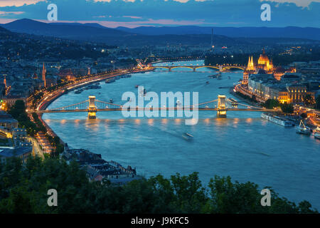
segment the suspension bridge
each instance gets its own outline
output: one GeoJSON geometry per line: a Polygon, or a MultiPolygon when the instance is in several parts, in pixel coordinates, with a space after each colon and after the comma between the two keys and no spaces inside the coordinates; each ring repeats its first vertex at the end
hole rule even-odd
{"type": "Polygon", "coordinates": [[[273,109],[266,109],[255,107],[238,103],[233,98],[228,98],[224,95],[219,95],[218,98],[213,100],[201,103],[199,104],[179,106],[176,104],[175,107],[132,107],[114,104],[110,102],[102,101],[95,99],[95,96],[90,95],[89,99],[76,104],[67,106],[55,108],[53,109],[30,110],[30,113],[38,114],[43,113],[77,113],[87,112],[89,119],[95,119],[97,112],[101,111],[161,111],[161,110],[200,110],[200,111],[216,111],[217,117],[226,118],[227,112],[229,111],[249,111],[249,112],[274,112],[273,109]],[[239,108],[239,106],[240,108],[239,108]]]}
{"type": "Polygon", "coordinates": [[[245,66],[239,66],[239,65],[216,65],[216,66],[206,66],[206,65],[178,65],[178,66],[169,66],[169,65],[164,65],[164,66],[152,66],[154,68],[165,68],[168,69],[169,71],[171,71],[172,69],[174,68],[191,68],[193,69],[193,71],[196,71],[196,69],[203,68],[209,68],[219,70],[219,71],[225,71],[227,70],[230,70],[232,68],[239,69],[239,70],[245,70],[246,68],[245,66]]]}

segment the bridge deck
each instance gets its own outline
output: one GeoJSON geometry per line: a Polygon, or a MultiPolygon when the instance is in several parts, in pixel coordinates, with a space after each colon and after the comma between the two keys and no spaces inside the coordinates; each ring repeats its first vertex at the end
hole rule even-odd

----

**INSTRUCTION**
Rewrite the lines above with every "outline" changed to "contour", keeping everything else the same. Omit the pictures.

**ANSWER IN FULL**
segment the suspension bridge
each instance gets its own contour
output: one GeoJSON geometry per line: a Polygon, or a MultiPolygon when the instance is in several parts, in pixel coordinates, with a space after each colon and after the comma between the two keys and no spaces inside the coordinates; each ring repeats its first vertex at the end
hole rule even-odd
{"type": "Polygon", "coordinates": [[[273,109],[266,109],[255,107],[238,103],[233,98],[228,98],[224,95],[219,95],[218,98],[213,100],[201,103],[199,104],[179,106],[176,104],[175,107],[132,107],[114,104],[110,102],[102,101],[95,99],[95,96],[90,95],[89,99],[76,104],[67,106],[55,108],[53,109],[30,110],[30,113],[38,114],[43,113],[77,113],[87,112],[89,119],[95,119],[97,112],[101,111],[161,111],[161,110],[200,110],[200,111],[216,111],[217,117],[226,118],[227,112],[229,111],[249,111],[249,112],[274,112],[273,109]],[[239,108],[239,106],[240,108],[239,108]]]}
{"type": "Polygon", "coordinates": [[[245,66],[239,66],[239,65],[216,65],[216,66],[206,66],[206,65],[178,65],[178,66],[169,66],[169,65],[164,65],[164,66],[152,66],[154,68],[165,68],[168,69],[169,71],[171,71],[172,69],[174,68],[191,68],[193,69],[193,71],[196,71],[196,69],[203,68],[209,68],[219,70],[219,71],[225,71],[227,70],[230,70],[232,68],[239,69],[239,70],[245,70],[246,68],[245,66]]]}

segment the bridge deck
each instance gets its own contour
output: one GeoJSON geometry per line: a Polygon, or a MultiPolygon when the instance is in several parts, in pixel coordinates, with a space after each colon and after the comma between the two keys and no spaces inside the coordinates; each ring repeats its first vertex at the end
hole rule even-odd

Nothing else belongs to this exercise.